## RECORDS PROVIDED

— BEGIN —

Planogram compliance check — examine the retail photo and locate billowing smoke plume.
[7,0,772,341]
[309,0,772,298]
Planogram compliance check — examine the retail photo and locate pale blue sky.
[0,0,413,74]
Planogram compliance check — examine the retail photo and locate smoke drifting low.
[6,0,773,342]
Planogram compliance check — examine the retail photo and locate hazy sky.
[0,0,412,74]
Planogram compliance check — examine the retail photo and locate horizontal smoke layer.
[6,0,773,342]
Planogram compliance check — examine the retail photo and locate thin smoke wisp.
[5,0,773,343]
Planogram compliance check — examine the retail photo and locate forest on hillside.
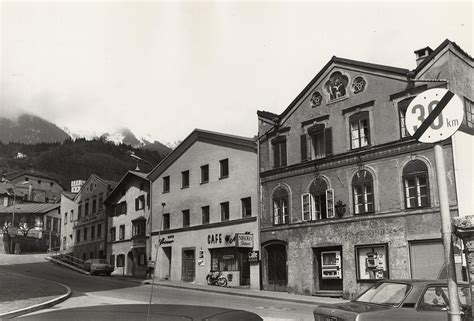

— END —

## STATED PROBLEM
Reproduce the entries from the line containing "smoke drifting low." through the end of the entries, substituting "store photo" for "retail photo" and leaving everything else unchanged. Omit the pictures from your answer.

## REPLY TO THE EXERCISE
Planogram compliance check — examine the store photo and locate smoke drifting low.
[6,0,773,342]
Planogram compliance check — examine the store photo and locate hazy sky.
[0,0,412,74]
Planogram compliance check — examine the store photo and locate horizontal smoke layer.
[6,0,773,342]
Planogram compliance check — examine the store photo and locate thin smoke wisp.
[5,0,773,343]
Planogram compliance check — examine the store photo and locate forest on hillside.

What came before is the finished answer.